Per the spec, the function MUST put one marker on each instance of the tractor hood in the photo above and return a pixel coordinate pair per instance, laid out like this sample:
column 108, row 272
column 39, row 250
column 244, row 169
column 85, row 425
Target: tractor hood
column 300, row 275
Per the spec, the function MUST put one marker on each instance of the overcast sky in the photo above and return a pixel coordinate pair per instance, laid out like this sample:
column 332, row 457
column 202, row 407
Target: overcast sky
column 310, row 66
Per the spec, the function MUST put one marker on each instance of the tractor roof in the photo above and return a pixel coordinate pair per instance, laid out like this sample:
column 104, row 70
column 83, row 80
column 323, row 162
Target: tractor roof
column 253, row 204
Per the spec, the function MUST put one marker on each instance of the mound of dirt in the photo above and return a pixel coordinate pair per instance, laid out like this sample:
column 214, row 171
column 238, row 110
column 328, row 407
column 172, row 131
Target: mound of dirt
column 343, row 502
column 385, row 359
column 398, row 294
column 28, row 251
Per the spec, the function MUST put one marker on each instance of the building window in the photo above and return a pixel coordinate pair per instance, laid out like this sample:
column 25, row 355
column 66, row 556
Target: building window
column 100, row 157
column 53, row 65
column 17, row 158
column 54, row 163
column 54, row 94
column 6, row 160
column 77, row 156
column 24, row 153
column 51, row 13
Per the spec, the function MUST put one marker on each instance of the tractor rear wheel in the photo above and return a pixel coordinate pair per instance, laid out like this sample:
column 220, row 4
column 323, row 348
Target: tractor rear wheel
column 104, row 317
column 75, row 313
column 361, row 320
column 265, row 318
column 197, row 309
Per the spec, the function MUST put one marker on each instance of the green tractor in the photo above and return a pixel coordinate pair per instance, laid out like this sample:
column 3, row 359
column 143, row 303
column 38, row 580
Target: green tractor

EXERCISE: Reproduce the material above word for word, starting at the line containing "the tractor roof" and ending at the line containing "column 51, row 13". Include both of those lines and nothing outside them.

RESPONSE TO THIS EXERCISE:
Per the spec, the function MUST put one marker on each instance of the tractor roof in the photo above and return a pixel coordinate pair per instance, laid out like this sample:
column 104, row 70
column 83, row 80
column 323, row 162
Target: tractor roof
column 253, row 204
Per the spec, the function MUST put one marker on each instance of the mound of dirt in the photo above and return a pixel coordinate pair per instance, laid out like this sample:
column 214, row 171
column 238, row 110
column 328, row 407
column 172, row 131
Target: mound of dirt
column 343, row 502
column 385, row 359
column 398, row 294
column 28, row 251
Per the spec, the function MUST put one marker on each instance of the building window in the photo above and return a pixel coordinate pair per instance, laid out like this sample:
column 25, row 355
column 66, row 556
Target: building window
column 100, row 157
column 53, row 65
column 17, row 158
column 54, row 163
column 54, row 94
column 6, row 160
column 77, row 156
column 24, row 153
column 51, row 13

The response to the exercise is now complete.